## EXERCISE REQUIREMENTS
Locate the line that contains "trace the outline of every instance of the closed". Copy it and every following line through the end of the records, exactly, and include nothing else.

## DATA FOR THIS TASK
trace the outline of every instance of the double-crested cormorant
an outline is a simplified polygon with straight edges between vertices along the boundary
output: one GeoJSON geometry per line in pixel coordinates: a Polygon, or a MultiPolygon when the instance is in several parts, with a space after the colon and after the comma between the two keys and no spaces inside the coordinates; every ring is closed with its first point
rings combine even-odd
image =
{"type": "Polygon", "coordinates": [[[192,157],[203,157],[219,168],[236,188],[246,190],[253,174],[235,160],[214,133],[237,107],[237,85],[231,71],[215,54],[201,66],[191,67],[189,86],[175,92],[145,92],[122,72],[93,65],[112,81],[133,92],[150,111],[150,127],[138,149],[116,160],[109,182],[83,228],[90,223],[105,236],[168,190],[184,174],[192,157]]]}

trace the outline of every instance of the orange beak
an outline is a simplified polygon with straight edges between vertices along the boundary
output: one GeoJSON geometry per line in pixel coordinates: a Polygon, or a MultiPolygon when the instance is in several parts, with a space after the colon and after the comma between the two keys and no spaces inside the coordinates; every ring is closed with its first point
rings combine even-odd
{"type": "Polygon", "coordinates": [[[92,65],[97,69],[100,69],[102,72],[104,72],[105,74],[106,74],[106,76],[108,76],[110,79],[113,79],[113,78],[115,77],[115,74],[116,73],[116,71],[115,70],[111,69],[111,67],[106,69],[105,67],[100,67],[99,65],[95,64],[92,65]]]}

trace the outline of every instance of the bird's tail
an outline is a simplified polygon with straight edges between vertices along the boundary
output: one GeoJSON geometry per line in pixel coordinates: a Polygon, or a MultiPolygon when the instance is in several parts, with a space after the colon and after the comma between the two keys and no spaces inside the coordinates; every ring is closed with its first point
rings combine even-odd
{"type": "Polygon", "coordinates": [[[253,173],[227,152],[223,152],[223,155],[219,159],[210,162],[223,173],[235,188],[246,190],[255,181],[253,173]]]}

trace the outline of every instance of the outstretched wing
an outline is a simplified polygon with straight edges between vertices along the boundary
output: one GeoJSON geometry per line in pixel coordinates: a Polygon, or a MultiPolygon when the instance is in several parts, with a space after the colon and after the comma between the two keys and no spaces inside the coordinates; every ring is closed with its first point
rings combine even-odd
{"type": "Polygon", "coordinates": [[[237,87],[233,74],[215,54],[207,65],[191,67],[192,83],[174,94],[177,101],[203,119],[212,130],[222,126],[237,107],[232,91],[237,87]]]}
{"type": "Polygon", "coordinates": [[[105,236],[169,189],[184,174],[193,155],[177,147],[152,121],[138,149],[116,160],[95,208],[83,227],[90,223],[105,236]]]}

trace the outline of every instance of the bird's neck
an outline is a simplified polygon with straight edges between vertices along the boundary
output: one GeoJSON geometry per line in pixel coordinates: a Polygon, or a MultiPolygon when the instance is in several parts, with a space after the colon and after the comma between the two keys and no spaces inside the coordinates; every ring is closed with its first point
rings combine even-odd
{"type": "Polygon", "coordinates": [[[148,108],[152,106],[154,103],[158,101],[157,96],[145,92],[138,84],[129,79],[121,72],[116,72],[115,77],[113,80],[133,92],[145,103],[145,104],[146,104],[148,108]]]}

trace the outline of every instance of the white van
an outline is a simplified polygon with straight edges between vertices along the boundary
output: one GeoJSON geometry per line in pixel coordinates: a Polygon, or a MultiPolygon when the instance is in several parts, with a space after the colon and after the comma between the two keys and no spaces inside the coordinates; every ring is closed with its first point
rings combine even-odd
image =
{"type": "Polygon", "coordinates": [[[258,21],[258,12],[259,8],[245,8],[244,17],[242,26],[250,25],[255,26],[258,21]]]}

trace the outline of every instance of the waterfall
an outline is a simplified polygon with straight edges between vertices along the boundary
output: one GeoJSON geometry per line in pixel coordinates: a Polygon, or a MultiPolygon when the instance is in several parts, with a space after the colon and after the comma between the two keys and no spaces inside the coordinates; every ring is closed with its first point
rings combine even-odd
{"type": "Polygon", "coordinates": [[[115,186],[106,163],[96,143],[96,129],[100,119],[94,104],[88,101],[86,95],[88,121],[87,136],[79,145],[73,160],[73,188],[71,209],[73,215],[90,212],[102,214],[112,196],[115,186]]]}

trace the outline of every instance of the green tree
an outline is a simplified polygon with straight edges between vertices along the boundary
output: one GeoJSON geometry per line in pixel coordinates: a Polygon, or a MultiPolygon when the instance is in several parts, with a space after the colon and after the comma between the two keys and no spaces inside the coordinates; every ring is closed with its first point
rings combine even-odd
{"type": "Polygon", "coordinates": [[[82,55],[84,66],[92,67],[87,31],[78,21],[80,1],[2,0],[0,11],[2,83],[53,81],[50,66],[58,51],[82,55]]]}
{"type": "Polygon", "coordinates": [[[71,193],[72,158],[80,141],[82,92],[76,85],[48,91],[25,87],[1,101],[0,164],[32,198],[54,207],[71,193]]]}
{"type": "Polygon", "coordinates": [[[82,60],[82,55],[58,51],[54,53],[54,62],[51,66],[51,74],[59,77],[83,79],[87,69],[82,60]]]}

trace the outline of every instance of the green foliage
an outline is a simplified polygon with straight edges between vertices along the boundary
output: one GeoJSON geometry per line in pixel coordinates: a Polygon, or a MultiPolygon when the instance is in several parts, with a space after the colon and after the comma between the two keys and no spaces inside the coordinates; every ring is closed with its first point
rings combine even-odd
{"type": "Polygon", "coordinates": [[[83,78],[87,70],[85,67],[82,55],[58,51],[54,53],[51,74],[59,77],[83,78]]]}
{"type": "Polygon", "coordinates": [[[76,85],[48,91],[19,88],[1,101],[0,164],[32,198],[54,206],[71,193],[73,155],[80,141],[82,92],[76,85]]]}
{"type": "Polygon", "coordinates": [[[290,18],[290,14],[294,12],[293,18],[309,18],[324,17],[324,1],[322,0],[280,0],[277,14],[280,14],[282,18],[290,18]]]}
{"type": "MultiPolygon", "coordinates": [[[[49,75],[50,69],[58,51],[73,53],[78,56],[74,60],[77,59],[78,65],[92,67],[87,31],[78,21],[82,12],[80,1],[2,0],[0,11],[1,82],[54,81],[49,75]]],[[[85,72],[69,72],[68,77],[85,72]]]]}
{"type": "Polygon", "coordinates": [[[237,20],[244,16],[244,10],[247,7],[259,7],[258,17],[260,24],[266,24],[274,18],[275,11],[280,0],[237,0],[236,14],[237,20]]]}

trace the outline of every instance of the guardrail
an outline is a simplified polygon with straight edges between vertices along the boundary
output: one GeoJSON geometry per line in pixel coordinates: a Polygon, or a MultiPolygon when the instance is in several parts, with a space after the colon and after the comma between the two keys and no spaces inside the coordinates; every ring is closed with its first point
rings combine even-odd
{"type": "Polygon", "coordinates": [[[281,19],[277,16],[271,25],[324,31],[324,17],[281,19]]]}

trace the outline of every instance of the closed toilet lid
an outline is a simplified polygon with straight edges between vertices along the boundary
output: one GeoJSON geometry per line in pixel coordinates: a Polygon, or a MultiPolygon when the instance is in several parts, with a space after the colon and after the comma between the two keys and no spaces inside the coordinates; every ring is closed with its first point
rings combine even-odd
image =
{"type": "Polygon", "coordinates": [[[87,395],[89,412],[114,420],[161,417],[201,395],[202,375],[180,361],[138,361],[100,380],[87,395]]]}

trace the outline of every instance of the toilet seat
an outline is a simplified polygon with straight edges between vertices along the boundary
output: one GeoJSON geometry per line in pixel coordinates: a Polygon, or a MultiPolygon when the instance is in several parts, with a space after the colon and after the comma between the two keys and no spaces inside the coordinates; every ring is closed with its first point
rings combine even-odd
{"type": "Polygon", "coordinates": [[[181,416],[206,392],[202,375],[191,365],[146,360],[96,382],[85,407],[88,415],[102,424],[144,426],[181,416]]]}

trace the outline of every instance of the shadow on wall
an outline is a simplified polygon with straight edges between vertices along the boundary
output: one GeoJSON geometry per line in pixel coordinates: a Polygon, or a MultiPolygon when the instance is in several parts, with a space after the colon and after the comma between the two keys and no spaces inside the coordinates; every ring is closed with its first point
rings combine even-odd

## SOLUTION BELOW
trace the outline of every instance of the closed toilet lid
an outline is a simplified polygon with straight edges between vertices along the boundary
output: one GeoJSON geometry per line in pixel coordinates: a Polygon, or a MultiPolygon when the instance is in several parts, with a space after the colon and after the comma between the two keys and no spaces inside the coordinates; every ring is closed with its first point
rings combine even-odd
image =
{"type": "Polygon", "coordinates": [[[87,395],[89,412],[114,420],[161,417],[201,395],[202,375],[180,361],[138,361],[100,380],[87,395]]]}

trace the outline of every instance of the toilet seat
an outline is a simplified polygon with straight edges between vertices along the boundary
output: one GeoJSON geometry per line in pixel coordinates: a Polygon, or a MultiPolygon when the instance is in several parts, with a space after the colon and after the comma between the two keys and no spaces inside the coordinates; every ring is closed with its first point
rings combine even-odd
{"type": "Polygon", "coordinates": [[[181,416],[206,392],[202,375],[191,365],[146,360],[96,382],[85,407],[88,415],[102,424],[144,426],[181,416]]]}

trace the outline of every instance of the shadow on wall
an outline is a simplified polygon with straight edges between vertices along the boundary
output: one GeoJSON geometry per line in pixel coordinates: a Polygon, or a MultiPolygon when the instance is in several parts, with a space after the colon and after the comma between the two keys and no spaces inside the coordinates; every ring is closed with its first point
rings combine even-odd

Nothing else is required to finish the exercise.